Required work.
When a line in the records contains the string "blue", copy that line.

Data for the task.

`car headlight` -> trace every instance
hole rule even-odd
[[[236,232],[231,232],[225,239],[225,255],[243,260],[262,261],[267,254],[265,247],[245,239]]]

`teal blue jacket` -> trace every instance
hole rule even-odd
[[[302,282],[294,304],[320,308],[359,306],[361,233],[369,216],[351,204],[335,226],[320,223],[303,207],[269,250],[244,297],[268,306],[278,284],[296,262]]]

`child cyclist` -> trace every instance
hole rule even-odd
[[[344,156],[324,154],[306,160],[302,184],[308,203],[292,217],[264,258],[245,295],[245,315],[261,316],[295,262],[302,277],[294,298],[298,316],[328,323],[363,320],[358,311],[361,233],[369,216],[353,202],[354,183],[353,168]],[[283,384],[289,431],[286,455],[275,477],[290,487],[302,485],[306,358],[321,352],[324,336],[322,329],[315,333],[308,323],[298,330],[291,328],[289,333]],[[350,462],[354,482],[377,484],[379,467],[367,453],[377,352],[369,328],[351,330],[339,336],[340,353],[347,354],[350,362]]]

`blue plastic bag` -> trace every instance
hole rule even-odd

---

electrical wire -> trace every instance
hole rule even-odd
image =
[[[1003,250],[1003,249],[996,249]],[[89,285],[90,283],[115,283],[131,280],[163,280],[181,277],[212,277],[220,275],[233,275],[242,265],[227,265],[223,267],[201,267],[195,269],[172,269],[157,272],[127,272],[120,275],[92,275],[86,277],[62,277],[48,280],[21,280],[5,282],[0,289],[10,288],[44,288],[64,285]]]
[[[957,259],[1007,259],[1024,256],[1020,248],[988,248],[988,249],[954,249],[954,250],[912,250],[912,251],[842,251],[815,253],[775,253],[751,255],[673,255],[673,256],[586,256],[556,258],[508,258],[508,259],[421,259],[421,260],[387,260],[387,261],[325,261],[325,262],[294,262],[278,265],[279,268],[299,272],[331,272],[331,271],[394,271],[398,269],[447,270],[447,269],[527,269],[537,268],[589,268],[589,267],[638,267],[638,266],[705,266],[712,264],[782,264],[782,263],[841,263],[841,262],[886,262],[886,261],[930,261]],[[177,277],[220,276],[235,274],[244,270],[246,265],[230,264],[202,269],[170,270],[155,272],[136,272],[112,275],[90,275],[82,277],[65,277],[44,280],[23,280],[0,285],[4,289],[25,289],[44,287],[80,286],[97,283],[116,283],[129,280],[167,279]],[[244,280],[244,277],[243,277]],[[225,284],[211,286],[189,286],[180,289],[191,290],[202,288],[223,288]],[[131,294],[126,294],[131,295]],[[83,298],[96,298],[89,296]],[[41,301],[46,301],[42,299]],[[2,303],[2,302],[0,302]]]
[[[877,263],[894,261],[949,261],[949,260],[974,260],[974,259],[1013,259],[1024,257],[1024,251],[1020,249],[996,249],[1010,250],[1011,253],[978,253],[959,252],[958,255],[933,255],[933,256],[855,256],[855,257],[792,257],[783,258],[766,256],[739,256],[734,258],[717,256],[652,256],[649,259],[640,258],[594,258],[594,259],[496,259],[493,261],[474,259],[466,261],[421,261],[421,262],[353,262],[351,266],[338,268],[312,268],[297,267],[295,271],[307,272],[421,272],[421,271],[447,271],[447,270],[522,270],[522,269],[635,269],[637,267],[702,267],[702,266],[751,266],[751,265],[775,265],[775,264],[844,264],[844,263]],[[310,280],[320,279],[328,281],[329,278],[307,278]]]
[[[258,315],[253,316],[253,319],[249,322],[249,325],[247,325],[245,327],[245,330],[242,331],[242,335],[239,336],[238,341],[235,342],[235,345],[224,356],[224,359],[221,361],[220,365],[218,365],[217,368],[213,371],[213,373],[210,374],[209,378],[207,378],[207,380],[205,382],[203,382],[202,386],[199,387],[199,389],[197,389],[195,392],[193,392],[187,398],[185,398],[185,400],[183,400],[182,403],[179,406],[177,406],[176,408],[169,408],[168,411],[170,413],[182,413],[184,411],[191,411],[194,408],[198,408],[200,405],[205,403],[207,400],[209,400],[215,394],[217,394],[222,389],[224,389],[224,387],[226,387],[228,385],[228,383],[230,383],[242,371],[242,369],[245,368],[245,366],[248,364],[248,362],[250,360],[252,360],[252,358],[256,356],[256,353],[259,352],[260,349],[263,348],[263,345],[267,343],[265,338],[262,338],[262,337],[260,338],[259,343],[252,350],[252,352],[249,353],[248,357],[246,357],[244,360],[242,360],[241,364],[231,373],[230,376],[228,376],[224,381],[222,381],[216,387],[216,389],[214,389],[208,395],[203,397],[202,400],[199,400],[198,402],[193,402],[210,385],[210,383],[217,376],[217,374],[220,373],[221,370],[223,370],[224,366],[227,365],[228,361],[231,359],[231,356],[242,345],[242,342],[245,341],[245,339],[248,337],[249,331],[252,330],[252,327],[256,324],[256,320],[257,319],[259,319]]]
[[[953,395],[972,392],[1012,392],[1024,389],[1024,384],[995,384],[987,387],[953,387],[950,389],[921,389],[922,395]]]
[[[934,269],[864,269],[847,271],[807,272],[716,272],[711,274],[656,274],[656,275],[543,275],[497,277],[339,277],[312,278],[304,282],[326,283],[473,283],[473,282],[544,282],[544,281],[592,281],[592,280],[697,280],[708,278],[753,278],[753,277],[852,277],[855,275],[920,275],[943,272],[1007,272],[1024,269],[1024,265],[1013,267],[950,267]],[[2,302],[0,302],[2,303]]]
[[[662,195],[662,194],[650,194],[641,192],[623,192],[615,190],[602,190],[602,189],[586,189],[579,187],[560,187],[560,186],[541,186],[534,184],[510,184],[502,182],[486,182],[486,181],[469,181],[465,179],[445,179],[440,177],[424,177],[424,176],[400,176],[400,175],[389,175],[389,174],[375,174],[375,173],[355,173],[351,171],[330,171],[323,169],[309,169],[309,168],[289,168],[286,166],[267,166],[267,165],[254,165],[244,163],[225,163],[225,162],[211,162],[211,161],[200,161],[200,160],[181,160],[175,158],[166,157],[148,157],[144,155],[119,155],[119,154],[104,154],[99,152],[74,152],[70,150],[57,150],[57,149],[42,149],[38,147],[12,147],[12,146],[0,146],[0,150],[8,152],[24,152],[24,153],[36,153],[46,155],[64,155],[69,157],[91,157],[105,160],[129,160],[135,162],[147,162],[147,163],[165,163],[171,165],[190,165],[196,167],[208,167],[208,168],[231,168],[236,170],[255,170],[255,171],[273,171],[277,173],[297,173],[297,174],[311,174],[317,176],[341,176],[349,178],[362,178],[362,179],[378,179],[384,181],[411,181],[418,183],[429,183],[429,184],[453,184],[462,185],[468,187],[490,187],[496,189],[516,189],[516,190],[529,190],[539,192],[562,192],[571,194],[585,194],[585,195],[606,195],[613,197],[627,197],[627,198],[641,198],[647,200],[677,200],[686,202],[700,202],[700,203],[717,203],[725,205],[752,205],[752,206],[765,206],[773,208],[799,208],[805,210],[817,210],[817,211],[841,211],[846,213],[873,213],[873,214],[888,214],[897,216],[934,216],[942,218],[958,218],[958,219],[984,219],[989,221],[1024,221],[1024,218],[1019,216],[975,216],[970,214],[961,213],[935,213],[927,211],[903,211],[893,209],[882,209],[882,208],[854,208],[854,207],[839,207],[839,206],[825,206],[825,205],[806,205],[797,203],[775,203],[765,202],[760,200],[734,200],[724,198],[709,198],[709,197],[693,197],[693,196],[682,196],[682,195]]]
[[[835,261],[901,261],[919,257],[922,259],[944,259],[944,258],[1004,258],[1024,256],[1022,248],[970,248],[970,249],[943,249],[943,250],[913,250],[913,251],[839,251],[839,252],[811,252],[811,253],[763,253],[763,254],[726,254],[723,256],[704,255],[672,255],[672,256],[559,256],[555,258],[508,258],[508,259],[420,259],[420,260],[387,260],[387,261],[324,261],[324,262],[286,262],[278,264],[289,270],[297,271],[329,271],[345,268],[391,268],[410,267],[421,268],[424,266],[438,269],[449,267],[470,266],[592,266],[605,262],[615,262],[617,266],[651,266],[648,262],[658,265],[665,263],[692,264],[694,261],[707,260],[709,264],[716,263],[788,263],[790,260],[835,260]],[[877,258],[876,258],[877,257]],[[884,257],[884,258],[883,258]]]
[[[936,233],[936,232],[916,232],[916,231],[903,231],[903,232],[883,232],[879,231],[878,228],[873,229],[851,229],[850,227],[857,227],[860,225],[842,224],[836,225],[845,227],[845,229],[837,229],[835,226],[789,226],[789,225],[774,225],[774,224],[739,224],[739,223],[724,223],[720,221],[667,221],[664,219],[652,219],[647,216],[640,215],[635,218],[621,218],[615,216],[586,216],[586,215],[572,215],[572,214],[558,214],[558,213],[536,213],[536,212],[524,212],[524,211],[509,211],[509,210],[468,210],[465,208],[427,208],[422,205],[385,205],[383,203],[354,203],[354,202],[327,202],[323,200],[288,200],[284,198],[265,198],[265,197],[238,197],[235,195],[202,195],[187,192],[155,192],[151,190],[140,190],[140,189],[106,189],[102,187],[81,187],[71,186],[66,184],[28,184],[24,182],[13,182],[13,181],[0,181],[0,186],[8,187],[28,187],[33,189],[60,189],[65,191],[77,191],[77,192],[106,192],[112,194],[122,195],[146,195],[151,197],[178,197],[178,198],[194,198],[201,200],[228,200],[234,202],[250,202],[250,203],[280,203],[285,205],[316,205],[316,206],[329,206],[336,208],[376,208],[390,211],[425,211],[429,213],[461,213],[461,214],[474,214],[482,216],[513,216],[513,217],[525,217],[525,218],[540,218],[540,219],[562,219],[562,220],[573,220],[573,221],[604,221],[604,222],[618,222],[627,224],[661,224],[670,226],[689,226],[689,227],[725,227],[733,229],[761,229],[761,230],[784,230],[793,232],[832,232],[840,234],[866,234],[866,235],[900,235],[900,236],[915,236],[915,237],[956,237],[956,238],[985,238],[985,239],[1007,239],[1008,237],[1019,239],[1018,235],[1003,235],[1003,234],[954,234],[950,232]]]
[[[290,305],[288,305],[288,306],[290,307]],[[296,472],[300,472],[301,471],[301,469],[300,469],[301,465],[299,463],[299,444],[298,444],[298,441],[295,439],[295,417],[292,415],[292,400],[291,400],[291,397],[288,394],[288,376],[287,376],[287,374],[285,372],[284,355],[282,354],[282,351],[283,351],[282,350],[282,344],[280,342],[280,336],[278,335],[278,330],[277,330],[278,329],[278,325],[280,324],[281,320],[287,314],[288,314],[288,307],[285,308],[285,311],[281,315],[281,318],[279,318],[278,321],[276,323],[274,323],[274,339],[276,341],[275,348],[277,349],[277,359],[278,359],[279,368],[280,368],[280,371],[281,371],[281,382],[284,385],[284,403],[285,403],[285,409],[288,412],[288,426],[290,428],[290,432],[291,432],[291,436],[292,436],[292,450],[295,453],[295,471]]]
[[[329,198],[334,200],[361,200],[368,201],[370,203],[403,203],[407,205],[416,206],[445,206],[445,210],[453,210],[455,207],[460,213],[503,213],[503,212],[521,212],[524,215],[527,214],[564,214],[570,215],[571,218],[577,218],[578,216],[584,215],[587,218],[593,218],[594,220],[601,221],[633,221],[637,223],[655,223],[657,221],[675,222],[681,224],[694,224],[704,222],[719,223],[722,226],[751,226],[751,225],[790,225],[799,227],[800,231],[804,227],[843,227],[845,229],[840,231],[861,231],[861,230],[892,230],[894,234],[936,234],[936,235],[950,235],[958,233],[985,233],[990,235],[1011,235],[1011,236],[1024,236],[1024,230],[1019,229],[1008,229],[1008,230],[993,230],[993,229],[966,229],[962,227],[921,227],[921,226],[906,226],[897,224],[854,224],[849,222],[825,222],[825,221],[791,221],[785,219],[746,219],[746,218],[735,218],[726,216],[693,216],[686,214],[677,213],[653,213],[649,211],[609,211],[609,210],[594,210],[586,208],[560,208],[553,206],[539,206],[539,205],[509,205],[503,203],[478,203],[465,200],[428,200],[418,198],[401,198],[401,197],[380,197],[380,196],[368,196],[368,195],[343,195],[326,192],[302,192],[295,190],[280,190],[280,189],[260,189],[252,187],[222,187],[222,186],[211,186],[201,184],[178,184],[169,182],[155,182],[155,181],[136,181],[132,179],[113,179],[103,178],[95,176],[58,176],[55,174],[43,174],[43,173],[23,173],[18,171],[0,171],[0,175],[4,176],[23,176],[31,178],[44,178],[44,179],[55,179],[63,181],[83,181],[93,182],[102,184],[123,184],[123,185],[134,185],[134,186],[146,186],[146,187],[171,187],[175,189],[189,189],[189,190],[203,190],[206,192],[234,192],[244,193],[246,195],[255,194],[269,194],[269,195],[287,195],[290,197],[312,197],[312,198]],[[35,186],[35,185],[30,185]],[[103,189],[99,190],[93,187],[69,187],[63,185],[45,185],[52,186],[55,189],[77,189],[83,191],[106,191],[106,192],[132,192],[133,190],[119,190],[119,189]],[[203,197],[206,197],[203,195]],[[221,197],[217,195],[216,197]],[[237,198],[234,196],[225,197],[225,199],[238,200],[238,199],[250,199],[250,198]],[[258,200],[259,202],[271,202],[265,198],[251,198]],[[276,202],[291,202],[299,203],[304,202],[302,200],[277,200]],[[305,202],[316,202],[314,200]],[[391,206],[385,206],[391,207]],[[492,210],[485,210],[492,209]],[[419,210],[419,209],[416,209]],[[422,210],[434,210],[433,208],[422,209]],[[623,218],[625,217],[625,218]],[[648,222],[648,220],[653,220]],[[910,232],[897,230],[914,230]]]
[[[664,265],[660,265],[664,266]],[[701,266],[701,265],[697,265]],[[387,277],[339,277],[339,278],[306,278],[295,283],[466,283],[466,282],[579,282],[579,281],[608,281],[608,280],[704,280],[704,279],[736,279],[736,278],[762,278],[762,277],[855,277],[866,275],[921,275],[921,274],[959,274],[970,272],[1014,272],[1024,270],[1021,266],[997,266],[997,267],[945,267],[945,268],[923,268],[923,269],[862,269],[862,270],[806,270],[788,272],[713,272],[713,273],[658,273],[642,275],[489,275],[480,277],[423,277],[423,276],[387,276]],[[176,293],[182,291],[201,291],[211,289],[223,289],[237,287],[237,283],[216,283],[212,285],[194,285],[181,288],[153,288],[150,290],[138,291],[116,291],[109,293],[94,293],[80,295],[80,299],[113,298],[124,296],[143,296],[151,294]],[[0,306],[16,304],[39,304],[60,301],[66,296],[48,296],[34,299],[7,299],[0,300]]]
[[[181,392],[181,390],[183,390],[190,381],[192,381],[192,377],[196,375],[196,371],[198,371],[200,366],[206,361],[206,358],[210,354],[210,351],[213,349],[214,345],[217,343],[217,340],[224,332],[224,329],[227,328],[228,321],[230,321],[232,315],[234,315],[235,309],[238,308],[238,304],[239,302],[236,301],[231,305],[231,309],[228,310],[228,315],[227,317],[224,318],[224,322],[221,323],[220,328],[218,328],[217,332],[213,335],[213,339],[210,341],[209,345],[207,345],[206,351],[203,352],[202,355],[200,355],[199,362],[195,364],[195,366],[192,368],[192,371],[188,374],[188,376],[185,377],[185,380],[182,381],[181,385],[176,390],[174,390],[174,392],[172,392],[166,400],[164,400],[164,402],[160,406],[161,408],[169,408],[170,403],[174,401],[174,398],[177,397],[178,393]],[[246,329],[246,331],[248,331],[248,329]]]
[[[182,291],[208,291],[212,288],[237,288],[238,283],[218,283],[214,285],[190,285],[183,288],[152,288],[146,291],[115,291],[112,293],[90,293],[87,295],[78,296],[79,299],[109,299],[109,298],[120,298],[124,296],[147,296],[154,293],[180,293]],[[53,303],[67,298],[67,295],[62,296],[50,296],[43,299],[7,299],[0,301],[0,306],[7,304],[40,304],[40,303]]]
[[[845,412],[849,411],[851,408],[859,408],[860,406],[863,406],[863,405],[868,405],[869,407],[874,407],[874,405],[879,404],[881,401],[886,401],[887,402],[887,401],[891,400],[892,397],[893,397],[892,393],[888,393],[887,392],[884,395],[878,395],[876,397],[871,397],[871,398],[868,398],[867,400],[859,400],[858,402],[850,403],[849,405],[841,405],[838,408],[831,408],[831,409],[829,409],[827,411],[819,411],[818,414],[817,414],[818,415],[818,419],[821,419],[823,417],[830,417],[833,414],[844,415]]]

Completed exercise.
`teal blue jacket` -> trace every instance
`blue plastic bag` -> trace every instance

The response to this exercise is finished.